- DOCUMENT SECTION -
┌──
Our results indicate that the start of the epidemic was driven by horizontal dissemination of mobile genetic elements carrying blaKPC-2, followed by the introduction and subsequent spread of clonal group 258 (CG258) isolates containing blaKPC-3.

Conclusions

The combination of 2 evolutionary mechanisms of KPC-Kpn within a challenged health system of a developing country created the “perfect storm” for sustained endemicity of these multidrug-resistant organisms in Colombia.

Keywords: Colombia, Klebsiella pneumoniae, KPC


The spread of Gram-negative bacteria resistant to carbapenems is an urgent public health threat and a critical priority according to the World Health Organization [1]. The speed of dissemination of these pathogens, and the lack of new antibiotics active against them, threaten the medical care of hospitalized patients, especially those who are critically ill [2, 3]. Several classes of carbapenemases have emerged in members of the Enterobacteriaceae family, including metallo-β-lactamases (eg, New Delhi Metallo-β-lactmase - NDM), class D carbapenemases (eg, OXA-48), and class A carbapenemase Klebsiella pneumoniae carbapenemase (KPC) [4]. KPC was initially identified in 1996 in a K. pneumoniae (Kpn) isolate from North Carolina [5]. Since then, 24 variants have been described, and KPC-producing Gram-negative organisms with endemic levels have been reported in several countries, including the United States, Greece, Italy, Israel, and Colombia [6, 7].

KPC is commonly associated with transposable elements (eg. Tn4401a-g) and plasmids [7, 8]. The rapid dissemination of K. pneumoniae carrying blaKPC has been primarily associated with the spread of a single clonal group (CG) designated CG258, a large cluster containing 43 different sequence types (STs), with ST258 and ST512 being the two predominant STs. For instance, KPC-Kpn ST258 is responsible for 90% of all infections caused by K. pneumoniae in Israel; and causes 80% of all the KPC-Kpn outbreaks in the United States [7, 9–11]. Colombia was the first country in South America where KPC was reported; the blaKPC gene was initially identified in K. pneumoniae isolates in 2005 [12]. Since then, it has been discovered in other species of Enterobacteriaceae and other Gram-negative bacteria (including Pseudomonas aeruginosa), becoming endemic in Colombia [6]. Preliminary molecular studies suggested that clonal spread of CG258 is not the primary mechanism of dissemination of blaKPC in Colombia, as it is in other parts of the world [13].

We postulated that the mechanisms of dissemination of blaKPC are more complex within Colombia. To gain insights into the evolutionary events related to the epidemic occurrence of KPC-Kpn in Colombia, we performed detailed genomic analyses of 133 KPC-Kpn isolates collected before and after the identification of the first KPC-Kpn in 2005 [12]. Isolates included were recovered from 2002 to 2014, in 24 hospitals from 10 of the most densely populated Colombian cities (Figure 1).
└──
- AVAILABLE DATA -
┌──
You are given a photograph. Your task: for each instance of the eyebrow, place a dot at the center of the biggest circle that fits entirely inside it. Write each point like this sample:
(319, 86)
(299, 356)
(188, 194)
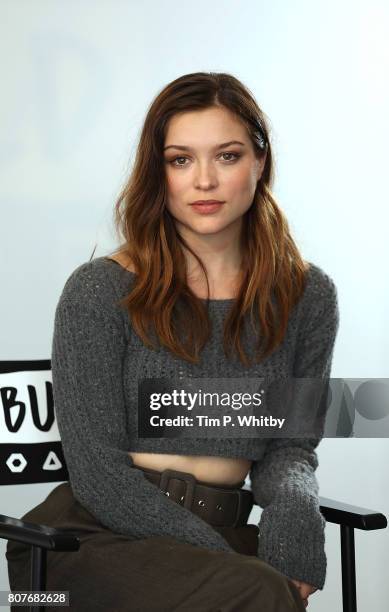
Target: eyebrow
(223, 144)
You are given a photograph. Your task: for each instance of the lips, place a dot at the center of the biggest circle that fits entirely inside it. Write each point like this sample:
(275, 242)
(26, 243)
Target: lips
(206, 202)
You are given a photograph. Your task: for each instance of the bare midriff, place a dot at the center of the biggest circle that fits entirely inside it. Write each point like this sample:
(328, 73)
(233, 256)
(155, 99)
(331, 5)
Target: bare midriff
(215, 470)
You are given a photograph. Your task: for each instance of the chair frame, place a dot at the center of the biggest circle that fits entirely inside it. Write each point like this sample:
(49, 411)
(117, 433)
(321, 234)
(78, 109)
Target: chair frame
(42, 538)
└──
- EXERCISE 1 -
According to the passage on KPC in Colombia, in how many hospitals were the analyzed isolates recovered?
- EXERCISE 2 -
Transcribe everything in the passage on KPC in Colombia from "We postulated that" down to "cities (Figure 1).".
The items have no connection to the passage on KPC in Colombia.

- TASK ANSWER 1 -
24 hospitals.

- TASK ANSWER 2 -
We postulated that the mechanisms of dissemination of blaKPC are more complex within Colombia. To gain insights into the evolutionary events related to the epidemic occurrence of KPC-Kpn in Colombia, we performed detailed genomic analyses of 133 KPC-Kpn isolates collected before and after the identification of the first KPC-Kpn in 2005 [12]. Isolates included were recovered from 2002 to 2014, in 24 hospitals from 10 of the most densely populated Colombian cities (Figure 1).